Retype all of the data exactly as given.

* _Object point labels_
........

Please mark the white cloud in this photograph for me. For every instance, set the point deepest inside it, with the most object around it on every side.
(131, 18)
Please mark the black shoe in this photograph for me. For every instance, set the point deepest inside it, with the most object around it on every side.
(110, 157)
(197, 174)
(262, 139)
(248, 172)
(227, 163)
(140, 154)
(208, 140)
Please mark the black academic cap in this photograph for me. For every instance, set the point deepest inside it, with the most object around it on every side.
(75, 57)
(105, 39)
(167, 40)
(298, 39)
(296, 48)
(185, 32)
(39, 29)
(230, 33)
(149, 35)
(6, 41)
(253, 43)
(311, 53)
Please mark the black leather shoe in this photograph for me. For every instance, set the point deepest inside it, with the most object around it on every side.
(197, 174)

........

* _Task output_
Please mark the white cloud in this photograph for me. For every instance, set the point deepest inside it, with the most object around it on every side.
(131, 18)
Please mark the black shoe in this photograph for me. For every instance, set the point deepest inside it, with the most object around it on every side.
(110, 157)
(197, 174)
(262, 139)
(248, 172)
(227, 163)
(140, 154)
(208, 140)
Please mark the black academic cap in this photograph for me. For every instance, set the point deepest inside it, with the most object around it on every side.
(75, 57)
(105, 39)
(167, 40)
(298, 39)
(296, 48)
(185, 32)
(39, 29)
(230, 33)
(149, 35)
(6, 41)
(253, 43)
(311, 53)
Please mark the black leather shoe in this photograph for me. For every instance, set the point deepest inside it, with the most object around it on every side.
(197, 174)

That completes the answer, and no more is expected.